[Entries taken from a collection]
···
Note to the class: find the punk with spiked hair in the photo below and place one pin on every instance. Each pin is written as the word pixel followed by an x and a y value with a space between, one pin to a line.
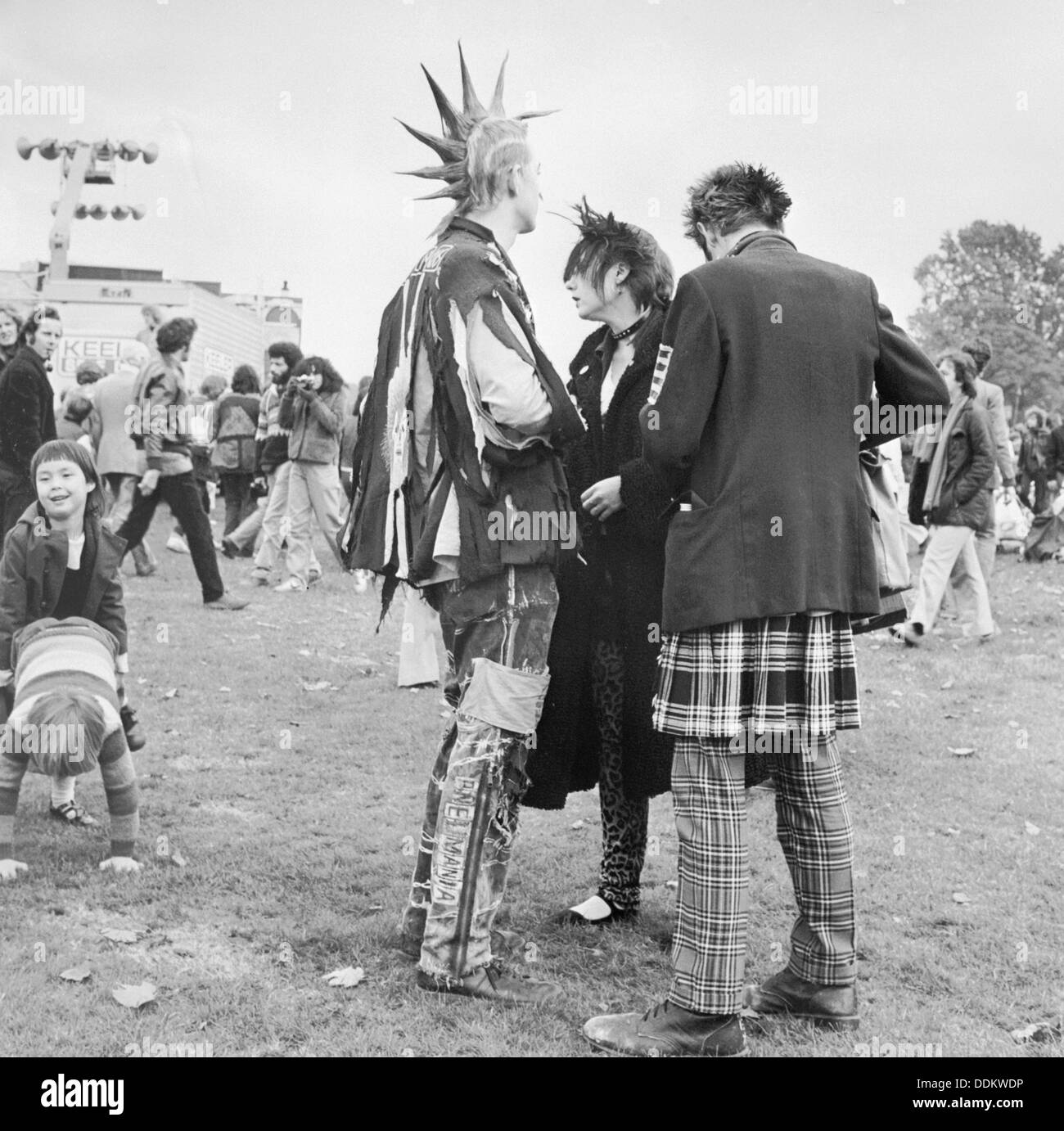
pixel 477 144
pixel 605 241
pixel 459 447
pixel 732 197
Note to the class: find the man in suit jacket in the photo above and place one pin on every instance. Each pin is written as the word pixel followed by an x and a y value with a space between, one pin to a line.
pixel 764 375
pixel 116 457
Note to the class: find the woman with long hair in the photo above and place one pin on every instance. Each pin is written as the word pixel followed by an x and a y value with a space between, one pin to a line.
pixel 11 328
pixel 596 724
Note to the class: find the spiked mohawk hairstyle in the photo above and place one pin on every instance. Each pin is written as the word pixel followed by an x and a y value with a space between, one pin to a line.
pixel 732 197
pixel 457 127
pixel 605 241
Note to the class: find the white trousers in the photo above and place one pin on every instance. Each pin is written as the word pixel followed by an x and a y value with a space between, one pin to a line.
pixel 313 491
pixel 949 547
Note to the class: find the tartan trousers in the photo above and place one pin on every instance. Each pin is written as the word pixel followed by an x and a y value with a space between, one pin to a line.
pixel 814 831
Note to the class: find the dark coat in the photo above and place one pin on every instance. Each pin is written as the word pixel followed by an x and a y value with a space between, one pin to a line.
pixel 616 595
pixel 27 413
pixel 767 357
pixel 969 471
pixel 32 578
pixel 232 428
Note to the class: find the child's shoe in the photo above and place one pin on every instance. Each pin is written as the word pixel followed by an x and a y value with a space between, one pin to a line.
pixel 73 813
pixel 135 737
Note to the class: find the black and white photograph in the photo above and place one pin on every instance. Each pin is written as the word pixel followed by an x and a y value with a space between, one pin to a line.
pixel 532 529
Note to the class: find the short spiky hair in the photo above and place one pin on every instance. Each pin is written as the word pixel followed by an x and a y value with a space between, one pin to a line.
pixel 732 197
pixel 981 352
pixel 605 241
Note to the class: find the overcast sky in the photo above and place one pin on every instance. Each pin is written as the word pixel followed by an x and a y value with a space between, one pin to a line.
pixel 279 146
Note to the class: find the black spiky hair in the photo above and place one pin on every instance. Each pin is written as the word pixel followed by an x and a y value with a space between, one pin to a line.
pixel 605 241
pixel 732 197
pixel 456 127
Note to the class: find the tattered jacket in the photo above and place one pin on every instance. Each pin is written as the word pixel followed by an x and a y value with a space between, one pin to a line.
pixel 429 438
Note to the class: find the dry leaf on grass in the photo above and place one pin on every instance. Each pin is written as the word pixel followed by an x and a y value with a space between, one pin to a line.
pixel 349 976
pixel 116 935
pixel 133 997
pixel 1040 1030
···
Your answer is an exact copy of the records above, stripped of pictures.

● **Task output**
Note to the class: find the punk with spiked hair in the photo below and place one pin on every instance. Each pin is written as the word pixel followed by an x and a y value with a space between, one pin to a line.
pixel 477 144
pixel 605 241
pixel 459 447
pixel 732 197
Note to the class: find the man in suit jacket in the photo above and place one pin on every instance. Each pin is written as the word pixel followed by an x and a y value with a space between, one pin to a line.
pixel 764 375
pixel 116 457
Note to the class: find the woman with long hair in the photo above and place one pin on every instance. Each pin is written as the word pixel followed by an x and a y value with a space between, one pin to a line.
pixel 11 328
pixel 596 724
Note to the class: find the spiked mohawk hairstyle in the photo above and place one pin on every instance. Each pin is written as the word pixel followed by an x and a y value with a space between, one pin to a line.
pixel 732 197
pixel 457 127
pixel 605 241
Note to the class: find the white trousers in the photo above and place one pin on every instance. Each pin is written as the word pixel followed by an x and a y value with a space between, one pin to a line.
pixel 313 491
pixel 949 547
Note to the class: find the tartan trousers in the photo above and place one pin on every instance. Each pin is written as the word pixel followed by an x and a y value with a space between, one pin to a line.
pixel 814 831
Note to the class: find the dark coat in the photo above and place one pin on every instance. Each pin is written as the word pixel followed by an x and a y value with a space between, one pin to a line.
pixel 616 595
pixel 27 413
pixel 767 357
pixel 969 471
pixel 32 578
pixel 232 428
Note to the class: find the child's shoe in the photo above and place one pin on every instance. Each pin is written as the word pixel followed by an x and a y value with a space between, one pin to a line.
pixel 73 813
pixel 135 737
Note to the class: find the black and white photograph in the photo above and place one pin on every instance. Each pin is written as the word pixel followed by an x and a y value with a space between, one pin to a line.
pixel 532 529
Note to the class: find the short spiky hair in the photo above and place one pin on every instance. Each pin is written as the word pixel followed by an x and a y value with a space between, one pin to a line.
pixel 732 197
pixel 981 352
pixel 605 241
Note to the class: find the overcast sky in the photo above and place one pin on every instance. Each pin is written as the word pixel followed by an x and a y value with a space between, one pin to a line.
pixel 279 146
Note to the class: find the black spiky hair in the photo above and place one pin on every instance. Each pin is written as the word pixel followed by an x and a y value with a space between, one pin to a line.
pixel 605 241
pixel 732 197
pixel 456 127
Note to the class: find the tattered jacket in the photo above and place one pin on every instance. Each pin is written as the word pixel followed by an x and a y value with a space between, one pin to a line.
pixel 429 438
Note to the class: find the dry leaf on grass in the photo above and place one pin on every instance. Each pin is written as the word pixel followed by an x and a y value with a space between, one pin to a line.
pixel 349 976
pixel 116 935
pixel 133 997
pixel 1040 1030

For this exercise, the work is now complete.